- **Task to carry out**
From the comment below about wealthy art collectors, extract the passage between "But to Ken Rhodes’" and "genuine or not.", inclusive, copying it word for word.


      1. paulw, this seems right. It’s well-known that many of these collectors don’t display much of what they buy — there are massive facilities for storing rich people’s art, after all (and I don’t mean museums *grin*). A lot of it does seem to be a certain kind of investment strategy. Literally a beauty contest (in the sense of Warren Buffett) both in the short-term, and the long-term. An

        But to Ken Rhodes’ point, I’m not sure we should care. So what if the rich buy art — even shitty shitty art (not saying Hockney’s a bad artist) — why should we care? The rich will spend their money on crazy stuff no matter what: yachts-with-yachts-inside, helicopter skiing, and on and on and on.

        One thing I find heartening, is the advent of mechanical duplication sufficiently precise, that no layman can discern which is the real painting and which is the replica. I’d love someday to have a few Monets on my wall, and honestly, don’t give a damn if they’re genuine or not.

- **Data for review**

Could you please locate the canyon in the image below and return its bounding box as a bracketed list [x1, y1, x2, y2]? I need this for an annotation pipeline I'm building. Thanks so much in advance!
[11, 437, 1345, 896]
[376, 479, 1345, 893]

--

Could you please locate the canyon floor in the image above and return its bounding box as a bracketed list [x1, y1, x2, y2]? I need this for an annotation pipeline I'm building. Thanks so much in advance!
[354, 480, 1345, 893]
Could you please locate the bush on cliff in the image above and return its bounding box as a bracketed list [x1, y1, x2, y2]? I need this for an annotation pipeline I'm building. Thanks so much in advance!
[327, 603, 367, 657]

==

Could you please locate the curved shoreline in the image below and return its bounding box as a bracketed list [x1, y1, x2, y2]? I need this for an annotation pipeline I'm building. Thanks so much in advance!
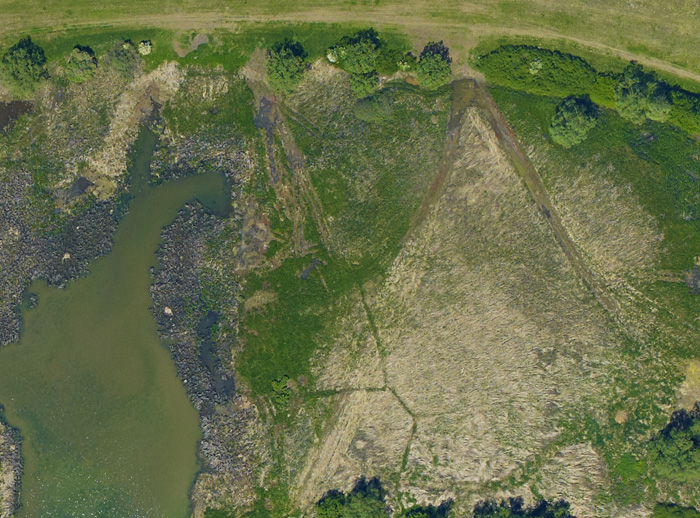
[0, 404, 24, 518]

- **Output for this exercise**
But to Ken Rhodes’ point, I’m not sure we should care. So what if the rich buy art — even shitty shitty art (not saying Hockney’s a bad artist) — why should we care? The rich will spend their money on crazy stuff no matter what: yachts-with-yachts-inside, helicopter skiing, and on and on and on.

        One thing I find heartening, is the advent of mechanical duplication sufficiently precise, that no layman can discern which is the real painting and which is the replica. I’d love someday to have a few Monets on my wall, and honestly, don’t give a damn if they’re genuine or not.